Problem:
Whatever the records below hold, copy it all out exactly.

Supplied material:
━━━━━━━━

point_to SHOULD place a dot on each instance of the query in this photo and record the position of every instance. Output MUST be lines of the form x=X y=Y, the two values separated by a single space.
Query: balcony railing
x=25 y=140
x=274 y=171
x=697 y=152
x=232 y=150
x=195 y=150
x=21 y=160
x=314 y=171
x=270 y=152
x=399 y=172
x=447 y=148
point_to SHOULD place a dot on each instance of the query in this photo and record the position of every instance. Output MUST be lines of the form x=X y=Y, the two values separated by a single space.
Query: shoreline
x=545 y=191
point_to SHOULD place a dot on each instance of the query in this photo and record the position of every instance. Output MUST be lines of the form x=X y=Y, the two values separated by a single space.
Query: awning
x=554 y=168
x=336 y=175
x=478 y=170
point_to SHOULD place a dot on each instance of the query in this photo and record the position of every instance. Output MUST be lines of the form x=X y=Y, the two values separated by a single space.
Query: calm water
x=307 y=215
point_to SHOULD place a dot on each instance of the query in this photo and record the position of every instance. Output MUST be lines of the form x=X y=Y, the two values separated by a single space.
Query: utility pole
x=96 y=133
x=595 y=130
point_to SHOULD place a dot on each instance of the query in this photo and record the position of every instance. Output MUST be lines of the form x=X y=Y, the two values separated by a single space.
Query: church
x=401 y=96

━━━━━━━━

Exercise solution:
point_to SHOULD place a dot on each instance of the query in this photo and record the position of every instance. Output MUST be lines of the form x=X y=Y, the two values separated by a single space.
Query: balcony railing
x=25 y=140
x=274 y=171
x=697 y=152
x=232 y=150
x=195 y=150
x=21 y=160
x=314 y=171
x=270 y=152
x=399 y=172
x=447 y=148
point_to SHOULD place a dot on each instance of the query in this photo and record the position of every instance. Output MUST be lines of the form x=X y=Y, the two values separated by a single space.
Query: shoreline
x=545 y=191
point_to SHOULD place a dot on each instance of the query in this photo and record the position of every instance. Output MUST be lines of the form x=X y=Y, the two values separated by a single space.
Query: awning
x=554 y=168
x=336 y=175
x=478 y=170
point_to SHOULD place a dot on each instance of the query in this photo and record the position of every instance. Output MUST be lines of the form x=X y=Y, the two values separated by a single space.
Query: calm water
x=307 y=215
point_to SHOULD place a dot on each instance of the query in this photo and record the position of every instance. Output MUST be lines of the form x=X y=Y, the two values separated by a single space.
Query: utility pole
x=96 y=133
x=595 y=130
point_to SHOULD place a dot on each instance of the query in this photo and record the position of every instance. Output MUST be lines of the form x=X y=Y, the two values separated by a single space.
Query: church
x=401 y=96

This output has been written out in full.